◆ **EXERCISE**
Reproduce the items verbatim from the line containing "Segment long narrow" through the line containing "432,245,515,822", including both of those lines.

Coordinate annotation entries

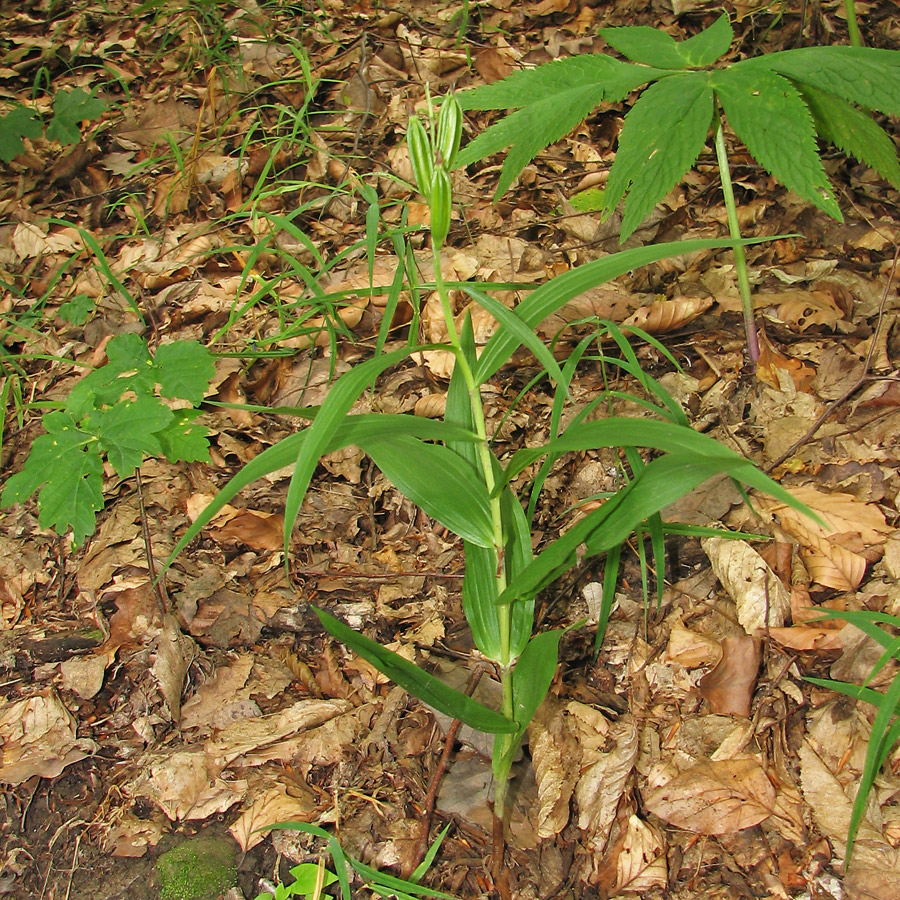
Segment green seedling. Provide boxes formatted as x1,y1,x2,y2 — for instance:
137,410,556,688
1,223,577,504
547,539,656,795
256,822,455,900
0,334,215,546
806,609,900,865
457,15,900,362
167,98,820,840
0,88,106,163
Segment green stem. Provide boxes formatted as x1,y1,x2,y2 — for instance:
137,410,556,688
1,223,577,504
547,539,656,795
716,110,759,365
432,246,515,820
844,0,862,47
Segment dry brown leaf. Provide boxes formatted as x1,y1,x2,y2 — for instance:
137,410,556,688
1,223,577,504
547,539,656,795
756,331,816,393
700,538,791,635
622,297,713,334
665,622,722,669
698,635,760,716
228,783,318,853
763,486,892,590
0,689,98,785
644,759,775,834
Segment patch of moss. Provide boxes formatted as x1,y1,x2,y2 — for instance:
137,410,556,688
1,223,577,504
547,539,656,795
156,836,237,900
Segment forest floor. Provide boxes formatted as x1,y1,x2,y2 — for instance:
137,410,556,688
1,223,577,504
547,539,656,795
0,0,900,900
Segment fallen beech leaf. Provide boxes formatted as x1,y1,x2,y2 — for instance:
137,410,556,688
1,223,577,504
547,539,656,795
698,636,760,716
622,297,713,334
228,783,318,853
609,814,669,897
700,538,791,635
644,759,775,834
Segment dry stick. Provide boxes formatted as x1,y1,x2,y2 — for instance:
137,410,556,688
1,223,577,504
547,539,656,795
134,469,172,616
403,666,484,879
765,244,900,473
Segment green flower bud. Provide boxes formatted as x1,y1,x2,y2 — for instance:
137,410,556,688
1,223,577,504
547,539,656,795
436,94,462,169
430,166,453,252
406,116,434,198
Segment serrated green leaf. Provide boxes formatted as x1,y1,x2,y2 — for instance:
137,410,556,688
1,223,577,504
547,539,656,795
47,88,106,144
732,45,900,115
600,13,734,69
456,54,669,198
156,409,209,462
365,434,494,547
90,395,174,478
475,239,748,384
605,72,713,241
154,341,216,406
313,607,516,734
710,66,843,222
0,106,44,163
797,84,900,188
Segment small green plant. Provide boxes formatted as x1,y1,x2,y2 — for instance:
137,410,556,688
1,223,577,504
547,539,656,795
255,822,454,900
806,609,900,865
457,15,900,362
167,97,816,840
0,88,106,163
0,334,215,546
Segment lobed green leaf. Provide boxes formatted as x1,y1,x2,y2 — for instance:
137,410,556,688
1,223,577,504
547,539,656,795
313,607,516,734
797,84,900,188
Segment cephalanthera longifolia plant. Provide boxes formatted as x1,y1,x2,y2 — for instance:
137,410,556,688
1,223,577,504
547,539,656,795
457,15,900,362
163,97,816,819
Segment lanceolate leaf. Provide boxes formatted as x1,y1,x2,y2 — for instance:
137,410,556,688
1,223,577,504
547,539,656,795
600,14,734,69
456,55,668,197
710,66,843,221
313,607,517,734
365,434,494,547
604,74,713,241
798,85,900,188
475,240,753,384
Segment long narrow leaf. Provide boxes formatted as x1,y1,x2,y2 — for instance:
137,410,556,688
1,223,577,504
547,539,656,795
313,607,516,734
475,238,774,384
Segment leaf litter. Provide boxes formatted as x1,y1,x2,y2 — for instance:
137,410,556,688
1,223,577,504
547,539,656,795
0,0,900,898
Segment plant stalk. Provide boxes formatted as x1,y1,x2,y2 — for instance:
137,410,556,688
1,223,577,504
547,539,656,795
716,110,759,366
844,0,862,47
432,245,515,822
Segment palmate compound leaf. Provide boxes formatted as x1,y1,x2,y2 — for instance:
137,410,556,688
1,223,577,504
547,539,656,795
153,341,216,406
600,13,734,69
456,54,670,198
732,46,900,115
605,72,713,241
313,607,516,734
710,66,843,222
797,84,900,188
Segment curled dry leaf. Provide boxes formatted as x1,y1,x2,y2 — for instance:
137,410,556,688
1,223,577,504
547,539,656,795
644,759,775,834
608,814,669,897
698,635,760,716
762,486,892,591
700,538,791,635
0,690,98,785
622,297,713,334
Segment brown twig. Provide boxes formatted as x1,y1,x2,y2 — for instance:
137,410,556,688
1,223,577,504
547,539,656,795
134,469,172,616
403,666,484,878
766,244,900,472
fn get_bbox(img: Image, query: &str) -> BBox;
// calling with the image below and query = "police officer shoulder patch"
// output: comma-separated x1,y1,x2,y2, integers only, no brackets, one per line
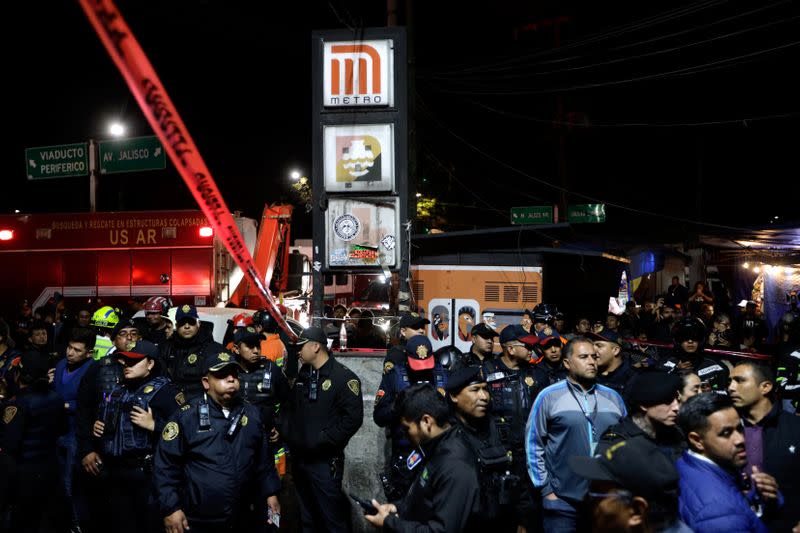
3,405,17,424
347,379,361,396
161,422,180,441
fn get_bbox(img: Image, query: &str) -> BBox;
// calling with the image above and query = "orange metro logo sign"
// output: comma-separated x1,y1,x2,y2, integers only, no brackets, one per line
322,39,394,107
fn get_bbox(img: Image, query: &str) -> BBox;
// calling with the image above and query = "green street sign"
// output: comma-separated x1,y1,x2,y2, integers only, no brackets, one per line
98,135,167,174
567,204,606,224
511,205,553,224
25,143,89,180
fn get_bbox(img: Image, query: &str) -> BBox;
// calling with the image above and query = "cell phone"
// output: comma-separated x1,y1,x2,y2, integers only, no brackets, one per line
350,492,378,515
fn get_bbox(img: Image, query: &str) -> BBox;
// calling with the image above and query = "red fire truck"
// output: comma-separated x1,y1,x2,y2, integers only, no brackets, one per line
0,206,284,316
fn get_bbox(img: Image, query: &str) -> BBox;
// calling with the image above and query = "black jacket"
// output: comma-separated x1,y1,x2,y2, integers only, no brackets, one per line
153,398,280,524
0,384,67,466
158,327,225,401
743,402,800,531
595,415,686,463
383,427,482,533
281,357,364,459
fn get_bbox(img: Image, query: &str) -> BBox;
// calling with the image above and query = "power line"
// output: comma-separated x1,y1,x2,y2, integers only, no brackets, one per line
436,41,800,96
417,93,764,231
432,15,800,81
464,99,800,129
438,0,728,73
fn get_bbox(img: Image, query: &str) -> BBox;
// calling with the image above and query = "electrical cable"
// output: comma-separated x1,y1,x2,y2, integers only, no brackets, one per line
417,93,764,231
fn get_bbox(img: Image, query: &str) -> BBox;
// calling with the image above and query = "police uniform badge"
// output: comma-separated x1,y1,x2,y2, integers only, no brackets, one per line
161,422,180,441
3,405,17,424
406,450,422,470
347,379,361,396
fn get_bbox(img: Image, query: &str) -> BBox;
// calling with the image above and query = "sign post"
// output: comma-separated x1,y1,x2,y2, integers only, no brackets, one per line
98,135,167,174
511,205,553,224
567,204,606,224
25,143,89,180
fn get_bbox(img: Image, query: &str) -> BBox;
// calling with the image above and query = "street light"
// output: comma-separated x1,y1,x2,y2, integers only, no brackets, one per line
108,122,125,137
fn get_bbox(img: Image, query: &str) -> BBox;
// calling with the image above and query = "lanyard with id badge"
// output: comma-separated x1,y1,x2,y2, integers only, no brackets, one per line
567,383,599,456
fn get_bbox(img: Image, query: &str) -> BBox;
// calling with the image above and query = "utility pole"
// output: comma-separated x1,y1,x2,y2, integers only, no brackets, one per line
89,139,97,213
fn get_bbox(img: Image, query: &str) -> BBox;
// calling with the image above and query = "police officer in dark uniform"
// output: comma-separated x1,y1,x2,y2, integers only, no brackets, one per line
384,313,431,366
153,351,280,533
595,369,686,463
93,340,184,533
281,327,364,532
0,352,67,533
533,336,567,388
453,322,496,370
447,366,524,532
586,329,637,397
233,326,289,475
483,326,543,531
366,383,482,533
159,305,225,401
372,335,447,500
659,316,730,394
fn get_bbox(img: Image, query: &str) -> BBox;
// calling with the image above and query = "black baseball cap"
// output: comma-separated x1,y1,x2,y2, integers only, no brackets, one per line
447,366,486,394
116,340,158,359
203,352,242,374
398,313,431,329
295,326,328,350
470,322,500,340
405,335,436,372
233,326,261,344
569,437,678,498
625,370,683,407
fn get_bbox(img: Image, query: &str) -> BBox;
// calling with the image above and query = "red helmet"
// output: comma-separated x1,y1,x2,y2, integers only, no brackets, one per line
142,296,172,315
231,313,253,328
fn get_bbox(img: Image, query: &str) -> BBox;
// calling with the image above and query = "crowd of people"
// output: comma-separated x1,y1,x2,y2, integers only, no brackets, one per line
0,286,800,533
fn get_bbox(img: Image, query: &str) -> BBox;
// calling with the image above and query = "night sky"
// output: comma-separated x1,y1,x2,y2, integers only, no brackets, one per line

◆ **TASK RESPONSE**
Segment long narrow leaf. Provide boxes formatted as x1,y1,x2,y2 — for instance:
137,410,556,688
1,223,577,504
547,539,656,795
313,607,516,734
475,238,774,384
Segment leaf litter. Provide boxes formatted as x1,y1,x2,y2 — for instance:
137,410,556,688
1,223,577,504
547,539,656,795
0,0,900,898
Segment plant stalk. Provide boxes formatted as x1,y1,x2,y2 — for instance:
137,410,556,688
1,223,577,504
547,539,656,795
716,110,759,366
844,0,862,47
432,245,515,822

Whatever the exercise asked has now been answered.